* Extrait:
De Egle Vertelyte (Lituanie) 

 

avec Eglé Mikulionyté, Vyto Ruginis, A. Bialobzeskis

1992. Quelque part en Lituanie. Peu de temps après la chute du communisme, Irena, gérante d'une ferme porcine modèle de l'époque soviétique fait tous ses efforts pour l'adapter au nouveau système capitaliste. L'arrivée très démonstrative de Bernardas, businessman américain à la chevelure orangée, est perçue par Irena, comme la réponse à toutes ses prières. Sauveteur aux poches remplies de dollars, animé par les meilleures intentions, il dévoile progressivement des intérêts beaucoup moins nobles.

Miracle

Une femme ensevelit un énorme porc  (ou une truie?) Gros plan sur ses mains rageuses qui le recouvrent de terre puis la femme épuisée (?) s’évanouit….C'est la première séquence. 

Le film en un long flash back va retracer le parcours d’Irena -du moins ce qui a causé la mort de l’animal et provoqué sa propre pâmoison.....deux indices d'une double métamorphose !!! deux illustrations  d'une double mort (toute symbolique fût-elle...)

* Consignes:
1 - Recopiez le passage de l'extrait qui va de « 1992. Quelque part » jusqu'à « la première séquence. » inclus.
2 - Répondez à ces questions à partir de l'extrait :
(a) En quelle année se déroule l'histoire ?
(b) Quel poste Irena occupe-t-elle ?
(c) De quelle couleur sont les cheveux de Bernardas ?
3 - Résumez l'extrait en deux phrases.

* Entrées fournies:
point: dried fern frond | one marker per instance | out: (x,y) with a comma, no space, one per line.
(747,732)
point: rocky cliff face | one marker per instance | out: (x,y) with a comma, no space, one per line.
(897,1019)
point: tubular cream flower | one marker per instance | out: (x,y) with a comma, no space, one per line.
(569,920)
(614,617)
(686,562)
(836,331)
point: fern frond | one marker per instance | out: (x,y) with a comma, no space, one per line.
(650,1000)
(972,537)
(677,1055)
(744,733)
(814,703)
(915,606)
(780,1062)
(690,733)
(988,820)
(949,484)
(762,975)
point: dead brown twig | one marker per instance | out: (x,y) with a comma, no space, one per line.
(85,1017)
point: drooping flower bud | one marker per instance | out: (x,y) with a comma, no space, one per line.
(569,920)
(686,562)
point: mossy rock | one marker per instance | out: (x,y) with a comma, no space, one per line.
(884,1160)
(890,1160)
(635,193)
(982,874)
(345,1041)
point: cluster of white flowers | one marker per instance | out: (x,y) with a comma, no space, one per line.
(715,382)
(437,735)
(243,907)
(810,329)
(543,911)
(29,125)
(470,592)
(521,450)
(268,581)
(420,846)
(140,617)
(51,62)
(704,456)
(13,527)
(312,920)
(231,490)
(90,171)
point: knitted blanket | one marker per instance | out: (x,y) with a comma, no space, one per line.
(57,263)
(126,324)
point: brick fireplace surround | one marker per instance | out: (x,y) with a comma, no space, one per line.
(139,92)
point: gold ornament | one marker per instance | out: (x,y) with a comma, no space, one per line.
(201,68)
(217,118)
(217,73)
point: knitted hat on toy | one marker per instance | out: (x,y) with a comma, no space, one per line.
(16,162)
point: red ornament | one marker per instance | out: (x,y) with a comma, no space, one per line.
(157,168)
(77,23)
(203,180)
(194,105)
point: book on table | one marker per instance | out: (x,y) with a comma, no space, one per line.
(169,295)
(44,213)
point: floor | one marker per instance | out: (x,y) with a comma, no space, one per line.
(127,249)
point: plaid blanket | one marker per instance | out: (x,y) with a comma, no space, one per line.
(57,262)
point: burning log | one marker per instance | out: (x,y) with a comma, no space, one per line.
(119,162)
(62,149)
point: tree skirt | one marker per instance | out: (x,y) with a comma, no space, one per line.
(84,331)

* Réponses:
1 -
1992. Quelque part en Lituanie. Peu de temps après la chute du communisme, Irena, gérante d'une ferme porcine modèle de l'époque soviétique fait tous ses efforts pour l'adapter au nouveau système capitaliste. L'arrivée très démonstrative de Bernardas, businessman américain à la chevelure orangée, est perçue par Irena, comme la réponse à toutes ses prières. Sauveteur aux poches remplies de dollars, animé par les meilleures intentions, il dévoile progressivement des intérêts beaucoup moins nobles.

Miracle

Une femme ensevelit un énorme porc  (ou une truie?) Gros plan sur ses mains rageuses qui le recouvrent de terre puis la femme épuisée (?) s’évanouit….C'est la première séquence.

2 -
(a) En 1992.
(b) Elle est gérante d'une ferme porcine modèle de l'époque soviétique.
(c) Ils sont orangés.

3 - En 1992 en Lituanie, peu après la chute du communisme, Irena, gérante d'une ferme porcine modèle de l'époque soviétique, cherche à l'adapter au capitalisme et voit dans l'arrivée de Bernardas, un homme d'affaires américain aux poches pleines de dollars, la réponse à toutes ses prières. Celui-ci dévoile peu à peu des intérêts beaucoup moins nobles, et le film retrace en un long flash-back le parcours d'Irena, jusqu'à ce qui a causé la mort d'un animal et son propre évanouissement.